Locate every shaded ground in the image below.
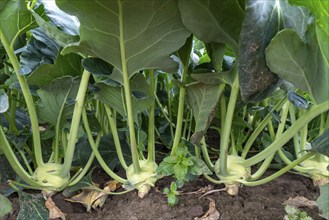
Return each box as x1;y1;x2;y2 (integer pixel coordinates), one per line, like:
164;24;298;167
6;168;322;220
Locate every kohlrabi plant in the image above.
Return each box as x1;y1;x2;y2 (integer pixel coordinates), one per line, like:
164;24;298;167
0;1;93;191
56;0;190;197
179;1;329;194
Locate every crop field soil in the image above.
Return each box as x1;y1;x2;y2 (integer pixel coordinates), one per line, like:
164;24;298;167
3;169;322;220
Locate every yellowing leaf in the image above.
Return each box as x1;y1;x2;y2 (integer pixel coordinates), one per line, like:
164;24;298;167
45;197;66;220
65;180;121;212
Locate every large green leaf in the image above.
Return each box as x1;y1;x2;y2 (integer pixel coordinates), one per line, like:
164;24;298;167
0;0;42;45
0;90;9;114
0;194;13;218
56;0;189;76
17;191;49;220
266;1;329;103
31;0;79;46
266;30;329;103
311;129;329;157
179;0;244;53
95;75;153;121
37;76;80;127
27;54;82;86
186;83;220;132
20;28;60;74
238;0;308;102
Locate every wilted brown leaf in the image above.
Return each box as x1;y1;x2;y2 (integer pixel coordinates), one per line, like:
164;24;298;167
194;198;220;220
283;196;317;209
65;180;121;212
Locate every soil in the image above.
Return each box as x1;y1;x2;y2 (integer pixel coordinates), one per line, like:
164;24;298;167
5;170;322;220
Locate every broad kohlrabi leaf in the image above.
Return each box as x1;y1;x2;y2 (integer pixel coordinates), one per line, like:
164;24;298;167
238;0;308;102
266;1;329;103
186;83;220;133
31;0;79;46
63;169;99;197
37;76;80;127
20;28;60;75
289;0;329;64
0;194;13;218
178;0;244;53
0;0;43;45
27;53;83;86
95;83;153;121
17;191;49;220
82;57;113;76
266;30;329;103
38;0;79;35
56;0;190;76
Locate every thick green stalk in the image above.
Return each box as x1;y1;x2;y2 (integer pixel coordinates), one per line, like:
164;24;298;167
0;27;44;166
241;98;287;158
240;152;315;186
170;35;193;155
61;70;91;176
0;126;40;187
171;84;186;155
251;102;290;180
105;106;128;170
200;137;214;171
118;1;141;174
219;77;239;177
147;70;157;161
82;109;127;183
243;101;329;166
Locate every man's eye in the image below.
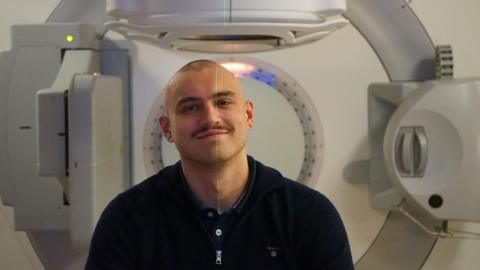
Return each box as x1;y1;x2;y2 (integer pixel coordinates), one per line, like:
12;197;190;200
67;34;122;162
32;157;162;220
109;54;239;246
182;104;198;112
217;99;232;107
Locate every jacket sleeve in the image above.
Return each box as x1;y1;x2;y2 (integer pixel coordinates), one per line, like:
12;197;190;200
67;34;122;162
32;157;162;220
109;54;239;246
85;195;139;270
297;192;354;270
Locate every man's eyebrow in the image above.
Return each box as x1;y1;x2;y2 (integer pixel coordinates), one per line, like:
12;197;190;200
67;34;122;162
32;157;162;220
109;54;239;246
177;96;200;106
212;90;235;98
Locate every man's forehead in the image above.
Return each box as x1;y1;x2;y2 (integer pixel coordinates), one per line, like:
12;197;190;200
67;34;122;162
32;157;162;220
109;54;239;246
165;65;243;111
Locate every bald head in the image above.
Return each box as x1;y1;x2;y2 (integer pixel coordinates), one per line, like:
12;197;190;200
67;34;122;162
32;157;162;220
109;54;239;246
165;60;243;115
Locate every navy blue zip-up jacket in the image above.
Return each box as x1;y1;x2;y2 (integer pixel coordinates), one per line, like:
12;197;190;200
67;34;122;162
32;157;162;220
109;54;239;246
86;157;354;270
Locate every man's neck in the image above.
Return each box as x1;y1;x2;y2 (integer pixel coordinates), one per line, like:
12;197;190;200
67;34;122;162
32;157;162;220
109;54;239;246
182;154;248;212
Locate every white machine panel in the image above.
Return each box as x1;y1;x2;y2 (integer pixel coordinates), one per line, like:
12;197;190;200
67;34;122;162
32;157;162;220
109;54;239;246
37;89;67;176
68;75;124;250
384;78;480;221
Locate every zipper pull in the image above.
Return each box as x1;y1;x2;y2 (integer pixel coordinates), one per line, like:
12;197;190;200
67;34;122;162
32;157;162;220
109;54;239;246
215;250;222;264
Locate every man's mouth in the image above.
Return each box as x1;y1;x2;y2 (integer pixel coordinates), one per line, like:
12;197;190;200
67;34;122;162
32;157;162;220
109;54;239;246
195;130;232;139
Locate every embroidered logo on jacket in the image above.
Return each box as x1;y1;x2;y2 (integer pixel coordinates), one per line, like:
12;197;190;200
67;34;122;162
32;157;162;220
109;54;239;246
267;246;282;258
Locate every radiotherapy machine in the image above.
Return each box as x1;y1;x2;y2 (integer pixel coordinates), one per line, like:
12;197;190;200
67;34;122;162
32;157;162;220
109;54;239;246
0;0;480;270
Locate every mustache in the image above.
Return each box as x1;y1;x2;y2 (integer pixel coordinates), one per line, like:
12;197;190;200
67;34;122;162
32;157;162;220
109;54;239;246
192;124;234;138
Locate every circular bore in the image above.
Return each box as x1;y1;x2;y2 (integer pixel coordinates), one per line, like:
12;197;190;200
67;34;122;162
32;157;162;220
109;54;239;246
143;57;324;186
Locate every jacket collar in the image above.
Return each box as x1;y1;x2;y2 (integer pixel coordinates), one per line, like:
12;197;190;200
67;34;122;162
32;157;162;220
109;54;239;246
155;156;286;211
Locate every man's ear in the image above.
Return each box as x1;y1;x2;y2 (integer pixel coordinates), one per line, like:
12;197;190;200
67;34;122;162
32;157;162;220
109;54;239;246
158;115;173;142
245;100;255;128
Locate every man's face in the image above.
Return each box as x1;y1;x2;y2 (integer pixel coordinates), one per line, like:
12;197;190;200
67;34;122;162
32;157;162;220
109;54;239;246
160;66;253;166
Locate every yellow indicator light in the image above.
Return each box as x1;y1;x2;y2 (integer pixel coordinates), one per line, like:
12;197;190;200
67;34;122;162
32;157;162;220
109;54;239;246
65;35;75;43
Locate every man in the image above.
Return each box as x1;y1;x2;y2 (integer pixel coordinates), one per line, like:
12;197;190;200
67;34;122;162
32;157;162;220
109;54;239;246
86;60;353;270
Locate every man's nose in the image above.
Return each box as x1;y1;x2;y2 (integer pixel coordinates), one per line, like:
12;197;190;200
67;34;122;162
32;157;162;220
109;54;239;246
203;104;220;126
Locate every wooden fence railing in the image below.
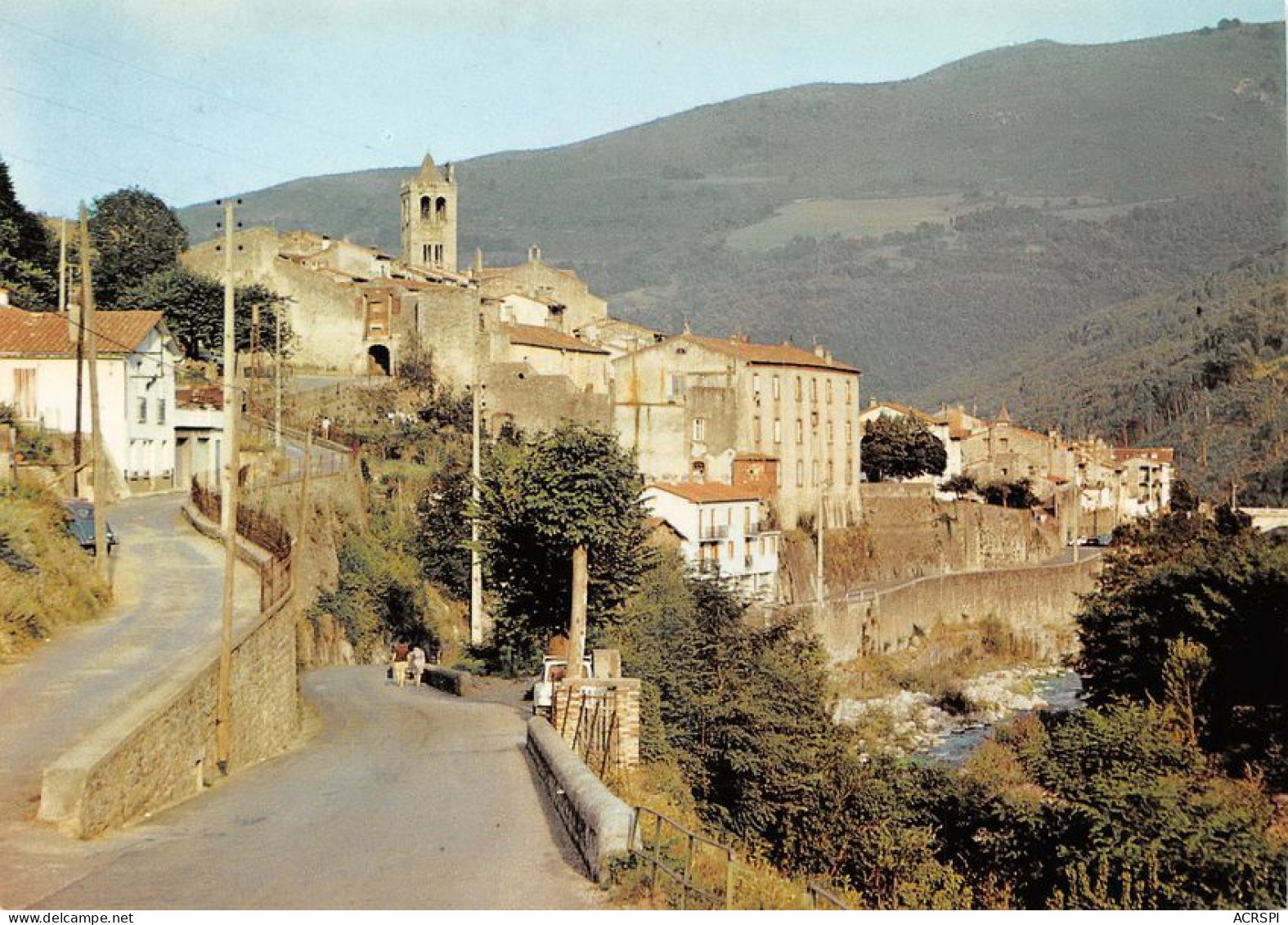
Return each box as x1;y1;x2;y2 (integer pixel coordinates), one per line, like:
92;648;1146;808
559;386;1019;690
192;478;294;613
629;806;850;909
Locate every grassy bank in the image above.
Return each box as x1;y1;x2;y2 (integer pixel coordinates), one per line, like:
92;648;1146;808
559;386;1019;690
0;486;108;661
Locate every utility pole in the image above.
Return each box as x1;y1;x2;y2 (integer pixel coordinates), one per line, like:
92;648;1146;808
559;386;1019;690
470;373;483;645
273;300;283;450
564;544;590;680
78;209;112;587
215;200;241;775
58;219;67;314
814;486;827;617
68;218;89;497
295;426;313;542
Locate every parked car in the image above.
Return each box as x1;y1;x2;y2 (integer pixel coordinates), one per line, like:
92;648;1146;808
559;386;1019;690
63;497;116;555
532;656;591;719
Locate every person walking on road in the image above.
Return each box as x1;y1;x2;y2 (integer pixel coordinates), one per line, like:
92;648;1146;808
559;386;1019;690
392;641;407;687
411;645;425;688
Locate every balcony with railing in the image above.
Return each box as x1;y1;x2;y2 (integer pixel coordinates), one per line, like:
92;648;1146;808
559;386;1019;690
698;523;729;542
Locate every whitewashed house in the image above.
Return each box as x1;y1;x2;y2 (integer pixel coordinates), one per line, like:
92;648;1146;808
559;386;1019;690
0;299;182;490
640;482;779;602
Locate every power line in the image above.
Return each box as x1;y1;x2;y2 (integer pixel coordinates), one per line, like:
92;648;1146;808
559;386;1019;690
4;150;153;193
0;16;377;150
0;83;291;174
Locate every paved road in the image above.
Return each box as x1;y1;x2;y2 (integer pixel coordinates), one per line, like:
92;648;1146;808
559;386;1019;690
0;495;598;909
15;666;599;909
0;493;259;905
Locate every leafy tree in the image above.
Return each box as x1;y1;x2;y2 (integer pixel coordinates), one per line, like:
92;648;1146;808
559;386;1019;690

- **Written request**: Arrange the lines above, from the line with "Locate every yellow indicator" up to and including the line with "203;104;220;126", as a Markdown table with the columns Index and Content. Put each line's number in Index and the line in Content, and leave out blank lines.

- **Solution below**:
| Index | Content |
|---|---|
| 1 | Locate every yellow indicator light in the image above. |
| 2 | Return each box as x1;y1;x2;y2 (integer pixel coordinates), one per line, like: |
| 3 | 12;197;190;200 |
| 4 | 67;34;122;162 |
| 5 | 32;157;162;220 |
| 6 | 109;54;239;246 |
| 7 | 65;35;75;43 |
| 8 | Locate every man in the image above. |
| 9 | Return each box as x1;y1;x2;y2 (integer pixel coordinates), one per line, like: |
| 10 | 12;197;190;200 |
| 11 | 67;34;122;162 |
| 12 | 32;157;162;220 |
| 13 | 109;54;239;246 |
| 14 | 86;60;353;270 |
| 15 | Locate every man's nose in the image above. |
| 16 | Return each box as x1;y1;x2;y2 (integer pixel coordinates), one per line, like: |
| 17 | 12;197;190;200 |
| 18 | 67;34;122;162 |
| 19 | 32;157;162;220 |
| 20 | 109;54;239;246 |
| 21 | 203;104;220;126 |